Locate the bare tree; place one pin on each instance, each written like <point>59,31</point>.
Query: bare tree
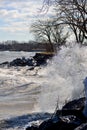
<point>47,32</point>
<point>73,13</point>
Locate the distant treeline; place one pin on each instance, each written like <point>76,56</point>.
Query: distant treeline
<point>24,46</point>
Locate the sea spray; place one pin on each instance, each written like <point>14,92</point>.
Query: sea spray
<point>64,77</point>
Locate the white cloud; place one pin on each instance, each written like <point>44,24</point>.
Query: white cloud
<point>19,14</point>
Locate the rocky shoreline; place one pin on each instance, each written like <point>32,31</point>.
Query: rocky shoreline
<point>70,117</point>
<point>37,60</point>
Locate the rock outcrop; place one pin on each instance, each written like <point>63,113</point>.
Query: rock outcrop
<point>70,117</point>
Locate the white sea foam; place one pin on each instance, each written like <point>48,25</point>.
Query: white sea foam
<point>23,91</point>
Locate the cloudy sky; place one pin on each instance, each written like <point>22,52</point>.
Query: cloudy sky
<point>16,17</point>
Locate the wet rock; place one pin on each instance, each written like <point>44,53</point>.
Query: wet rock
<point>68,123</point>
<point>41,58</point>
<point>32,128</point>
<point>4,64</point>
<point>82,127</point>
<point>70,117</point>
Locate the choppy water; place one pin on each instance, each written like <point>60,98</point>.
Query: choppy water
<point>24,92</point>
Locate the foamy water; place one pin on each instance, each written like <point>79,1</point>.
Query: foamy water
<point>23,91</point>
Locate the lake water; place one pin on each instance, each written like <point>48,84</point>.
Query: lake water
<point>24,92</point>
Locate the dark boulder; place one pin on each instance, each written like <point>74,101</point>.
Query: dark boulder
<point>63,123</point>
<point>82,127</point>
<point>77,104</point>
<point>32,128</point>
<point>70,117</point>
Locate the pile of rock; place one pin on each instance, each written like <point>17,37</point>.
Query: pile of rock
<point>70,117</point>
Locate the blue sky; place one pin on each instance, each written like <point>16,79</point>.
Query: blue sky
<point>16,16</point>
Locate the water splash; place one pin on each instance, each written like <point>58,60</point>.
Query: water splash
<point>64,77</point>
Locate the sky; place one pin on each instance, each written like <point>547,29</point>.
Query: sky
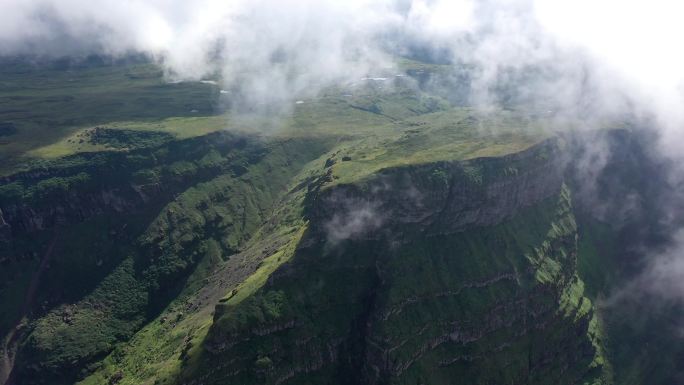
<point>607,57</point>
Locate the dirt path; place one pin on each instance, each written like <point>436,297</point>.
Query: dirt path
<point>9,344</point>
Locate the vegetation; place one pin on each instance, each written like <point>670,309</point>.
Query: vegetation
<point>183,246</point>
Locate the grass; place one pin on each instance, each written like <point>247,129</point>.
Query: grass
<point>233,211</point>
<point>46,106</point>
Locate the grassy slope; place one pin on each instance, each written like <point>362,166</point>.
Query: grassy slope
<point>377,128</point>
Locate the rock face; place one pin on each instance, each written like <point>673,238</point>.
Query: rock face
<point>450,273</point>
<point>442,198</point>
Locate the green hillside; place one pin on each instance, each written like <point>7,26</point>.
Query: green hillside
<point>375,234</point>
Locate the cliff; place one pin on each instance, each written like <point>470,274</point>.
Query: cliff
<point>453,272</point>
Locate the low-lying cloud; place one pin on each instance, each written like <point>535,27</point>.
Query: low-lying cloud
<point>582,60</point>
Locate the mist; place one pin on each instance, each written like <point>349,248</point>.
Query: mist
<point>586,61</point>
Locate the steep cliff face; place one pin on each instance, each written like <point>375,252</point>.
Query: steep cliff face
<point>96,247</point>
<point>446,273</point>
<point>84,186</point>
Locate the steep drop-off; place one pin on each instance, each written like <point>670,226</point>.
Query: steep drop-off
<point>445,273</point>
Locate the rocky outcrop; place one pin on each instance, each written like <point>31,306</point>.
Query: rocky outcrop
<point>449,273</point>
<point>440,198</point>
<point>73,207</point>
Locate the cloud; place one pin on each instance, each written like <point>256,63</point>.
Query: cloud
<point>581,60</point>
<point>355,219</point>
<point>586,58</point>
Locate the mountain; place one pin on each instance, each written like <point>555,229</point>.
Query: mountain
<point>379,233</point>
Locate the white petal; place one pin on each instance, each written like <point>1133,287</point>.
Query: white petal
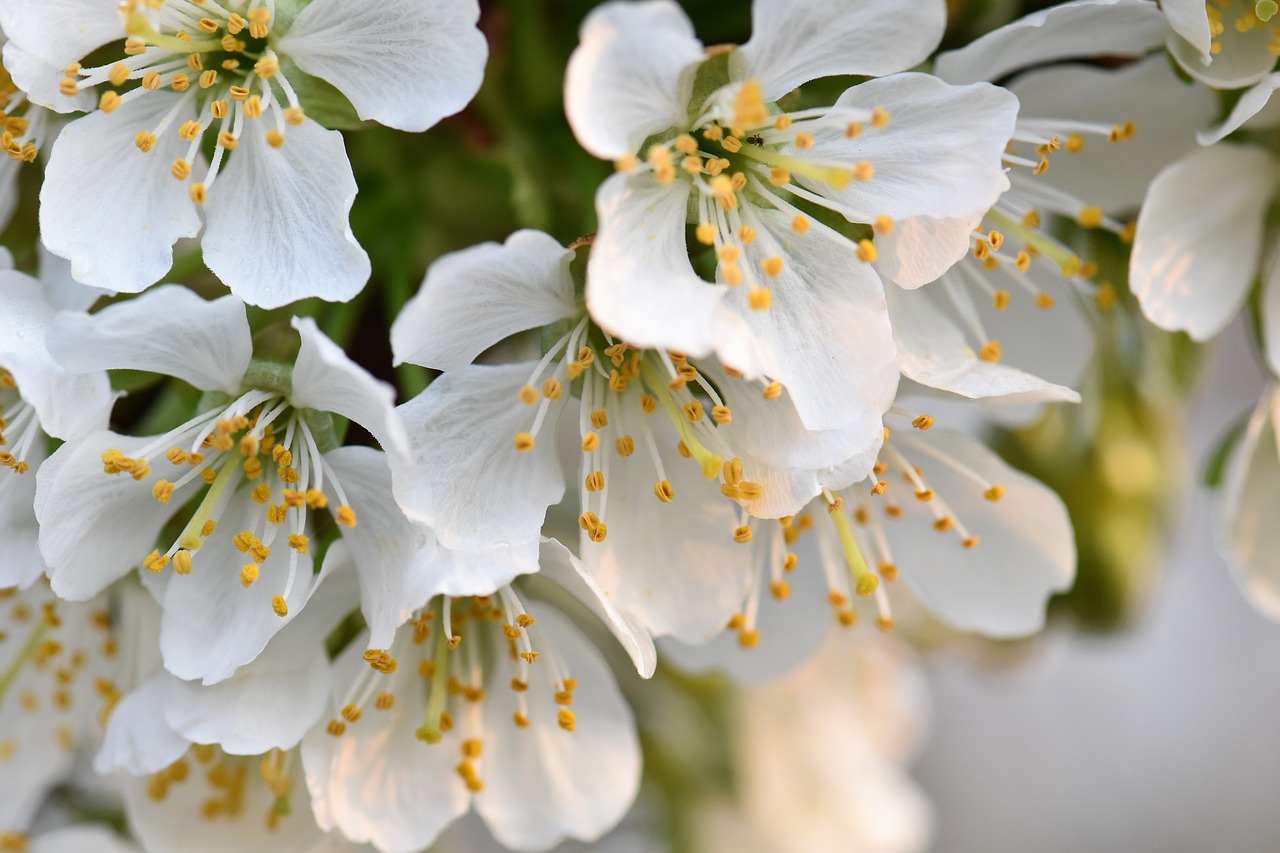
<point>560,565</point>
<point>673,566</point>
<point>631,76</point>
<point>823,291</point>
<point>278,227</point>
<point>543,783</point>
<point>1084,28</point>
<point>110,209</point>
<point>407,67</point>
<point>327,379</point>
<point>213,624</point>
<point>67,405</point>
<point>1248,106</point>
<point>396,559</point>
<point>794,42</point>
<point>168,331</point>
<point>60,31</point>
<point>378,781</point>
<point>1027,548</point>
<point>40,80</point>
<point>467,479</point>
<point>1166,110</point>
<point>938,156</point>
<point>922,249</point>
<point>933,351</point>
<point>640,286</point>
<point>1251,492</point>
<point>137,738</point>
<point>83,511</point>
<point>1198,238</point>
<point>479,296</point>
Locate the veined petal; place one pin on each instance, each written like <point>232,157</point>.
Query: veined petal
<point>631,76</point>
<point>278,227</point>
<point>558,565</point>
<point>1200,236</point>
<point>794,42</point>
<point>325,379</point>
<point>479,296</point>
<point>407,67</point>
<point>938,156</point>
<point>467,479</point>
<point>1084,28</point>
<point>640,286</point>
<point>1025,547</point>
<point>65,404</point>
<point>1148,92</point>
<point>544,784</point>
<point>169,331</point>
<point>112,209</point>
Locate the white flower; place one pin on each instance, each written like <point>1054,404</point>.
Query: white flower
<point>37,397</point>
<point>257,456</point>
<point>519,717</point>
<point>789,287</point>
<point>128,179</point>
<point>981,544</point>
<point>53,656</point>
<point>657,529</point>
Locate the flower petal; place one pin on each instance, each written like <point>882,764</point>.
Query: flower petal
<point>1025,550</point>
<point>938,156</point>
<point>169,331</point>
<point>65,404</point>
<point>631,76</point>
<point>543,783</point>
<point>479,296</point>
<point>277,219</point>
<point>467,480</point>
<point>406,67</point>
<point>1198,238</point>
<point>640,286</point>
<point>110,209</point>
<point>325,379</point>
<point>1084,28</point>
<point>795,41</point>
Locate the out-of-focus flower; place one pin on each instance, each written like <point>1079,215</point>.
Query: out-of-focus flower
<point>494,703</point>
<point>657,529</point>
<point>128,179</point>
<point>717,149</point>
<point>257,455</point>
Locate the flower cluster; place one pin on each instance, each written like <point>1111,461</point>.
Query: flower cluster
<point>283,600</point>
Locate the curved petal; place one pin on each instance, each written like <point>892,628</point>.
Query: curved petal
<point>1084,28</point>
<point>65,404</point>
<point>795,41</point>
<point>631,76</point>
<point>85,511</point>
<point>640,286</point>
<point>1148,92</point>
<point>558,565</point>
<point>466,479</point>
<point>378,781</point>
<point>1025,550</point>
<point>369,58</point>
<point>168,331</point>
<point>1200,235</point>
<point>479,296</point>
<point>919,250</point>
<point>325,379</point>
<point>543,783</point>
<point>940,155</point>
<point>277,219</point>
<point>110,209</point>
- - - - -
**Set task**
Reproduce the entire listing above word for word, leaving out the pictures.

**Written solution**
Locate the bare tree; place one pin on each instance, each written like <point>59,31</point>.
Query: bare tree
<point>47,32</point>
<point>73,13</point>
Locate the distant treeline; place one pin on each instance, each written like <point>76,56</point>.
Query: distant treeline
<point>24,46</point>
Locate the sea spray; place one pin on each instance, each written like <point>14,92</point>.
Query: sea spray
<point>64,77</point>
Locate the white cloud; place one pin on each instance, each written like <point>44,24</point>.
Query: white cloud
<point>19,14</point>
Locate the rocky shoreline; place one pin on each instance, each written like <point>32,31</point>.
Query: rocky shoreline
<point>70,117</point>
<point>37,60</point>
Locate the rock outcrop; place one pin on each instance, each written like <point>63,113</point>.
Query: rock outcrop
<point>70,117</point>
Locate the white sea foam; place one pin on each instance, each written like <point>48,25</point>.
Query: white sea foam
<point>23,91</point>
Locate the cloudy sky; place one pin on each instance, each written like <point>22,52</point>.
Query: cloudy sky
<point>16,17</point>
Locate the wet rock; place one pin on each instance, each written like <point>44,53</point>.
Query: wet rock
<point>68,123</point>
<point>41,58</point>
<point>32,128</point>
<point>4,64</point>
<point>82,127</point>
<point>70,117</point>
Locate the choppy water; place one pin on each instance, each written like <point>60,98</point>.
Query: choppy water
<point>24,92</point>
Locate the foamy water; place one pin on each instance, each written like <point>79,1</point>.
Query: foamy water
<point>23,91</point>
Locate the lake water; place one pin on each instance, each written like <point>48,84</point>.
Query: lake water
<point>24,92</point>
Locate the dark boulder; place one pin on each instance, each written like <point>74,101</point>.
Query: dark boulder
<point>63,123</point>
<point>82,127</point>
<point>77,104</point>
<point>32,128</point>
<point>70,117</point>
Locate the pile of rock; place one pin on each instance, each written like <point>17,37</point>.
Query: pile of rock
<point>70,117</point>
Locate the blue sky; place one pin on each instance, each written like <point>16,79</point>.
Query: blue sky
<point>16,16</point>
Locate the water splash; place one pin on each instance, each written like <point>58,60</point>.
Query: water splash
<point>64,77</point>
Locate the sky; place one pin on each instance, each written like <point>547,29</point>.
Query: sky
<point>607,57</point>
Locate the dirt path; place one pin on each instance, each written like <point>436,297</point>.
Query: dirt path
<point>9,344</point>
Locate the vegetation; place one pin on each instance, each written like <point>670,309</point>.
Query: vegetation
<point>183,246</point>
Locate the grass; place one pin on each instance, each written like <point>247,129</point>.
Query: grass
<point>233,211</point>
<point>46,106</point>
Locate the grassy slope; place one pin on each instance, each written like <point>362,166</point>.
Query: grassy slope
<point>377,128</point>
Locate the rock face; place one pin on each instance, each written like <point>673,238</point>.
Query: rock face
<point>450,273</point>
<point>442,198</point>
Locate the green hillside; place one pin on each instance, each written like <point>7,26</point>.
Query: green hillside
<point>375,234</point>
Locate the cliff; place one pin on each instance, each written like <point>470,274</point>.
Query: cliff
<point>453,272</point>
Locate the low-lying cloud; place one pin on each instance, each written like <point>535,27</point>.
Query: low-lying cloud
<point>582,60</point>
Locate the mist; place one pin on each instance, each written like <point>349,248</point>.
Query: mist
<point>586,61</point>
Locate the steep cliff face; place one pin on each instance, each written like <point>375,252</point>.
Query: steep cliff face
<point>96,247</point>
<point>446,273</point>
<point>84,186</point>
Locate the steep drop-off; place one pin on each instance, each written like <point>670,226</point>.
Query: steep drop-off
<point>445,273</point>
Locate the rocky outcrop; place one pin on each instance, each written like <point>31,306</point>.
Query: rocky outcrop
<point>449,273</point>
<point>440,198</point>
<point>73,207</point>
Locate the cloud; place one pin on each instance, each written like <point>256,63</point>.
Query: cloud
<point>581,60</point>
<point>355,219</point>
<point>586,58</point>
Locate the mountain; place one pin on each instance, each written like <point>555,229</point>.
Query: mountain
<point>379,233</point>
Locate the white petal; place one pin on each instance, each written like <point>1133,287</point>.
Query: white petal
<point>560,565</point>
<point>673,566</point>
<point>631,76</point>
<point>823,291</point>
<point>278,227</point>
<point>543,783</point>
<point>1084,28</point>
<point>110,209</point>
<point>407,67</point>
<point>327,379</point>
<point>213,624</point>
<point>67,405</point>
<point>1248,106</point>
<point>396,559</point>
<point>794,42</point>
<point>168,331</point>
<point>60,31</point>
<point>378,781</point>
<point>1027,548</point>
<point>40,80</point>
<point>467,479</point>
<point>1166,110</point>
<point>938,156</point>
<point>922,249</point>
<point>933,351</point>
<point>640,286</point>
<point>1251,492</point>
<point>137,738</point>
<point>83,511</point>
<point>1198,238</point>
<point>479,296</point>
Locate the veined petal; place one pin on each instance, each written like <point>232,157</point>.
Query: veined petal
<point>631,76</point>
<point>278,227</point>
<point>558,565</point>
<point>1200,236</point>
<point>794,42</point>
<point>325,379</point>
<point>479,296</point>
<point>407,67</point>
<point>938,156</point>
<point>467,479</point>
<point>1084,28</point>
<point>640,286</point>
<point>1025,547</point>
<point>65,404</point>
<point>1148,92</point>
<point>544,784</point>
<point>169,331</point>
<point>112,209</point>
Locate the white flower; place one pin on each instance, each written like <point>1054,404</point>.
Query: white flower
<point>37,397</point>
<point>257,456</point>
<point>519,717</point>
<point>789,287</point>
<point>128,179</point>
<point>981,544</point>
<point>53,656</point>
<point>657,529</point>
Locate the flower petal; place one pin on each instance, each written like <point>882,764</point>.
Query: flower petal
<point>1025,550</point>
<point>938,156</point>
<point>169,331</point>
<point>65,404</point>
<point>631,76</point>
<point>543,783</point>
<point>479,296</point>
<point>277,219</point>
<point>467,480</point>
<point>406,67</point>
<point>1198,238</point>
<point>640,286</point>
<point>110,209</point>
<point>325,379</point>
<point>1084,28</point>
<point>795,41</point>
Locate the out-of-focus flower; place one pin on each instance, each written like <point>1079,215</point>.
Query: out-of-focus flower
<point>494,703</point>
<point>657,529</point>
<point>128,179</point>
<point>717,149</point>
<point>257,455</point>
Locate the flower cluster; place one pin on each instance, each written like <point>1111,461</point>.
Query: flower cluster
<point>283,600</point>
Locate the curved petal; place one pin on each instance, each written like <point>892,628</point>.
Query: curved petal
<point>1084,28</point>
<point>65,404</point>
<point>795,41</point>
<point>631,76</point>
<point>85,511</point>
<point>640,286</point>
<point>1148,92</point>
<point>558,565</point>
<point>466,479</point>
<point>378,781</point>
<point>1025,550</point>
<point>369,58</point>
<point>168,331</point>
<point>1200,235</point>
<point>479,296</point>
<point>919,250</point>
<point>325,379</point>
<point>543,783</point>
<point>940,155</point>
<point>277,219</point>
<point>110,209</point>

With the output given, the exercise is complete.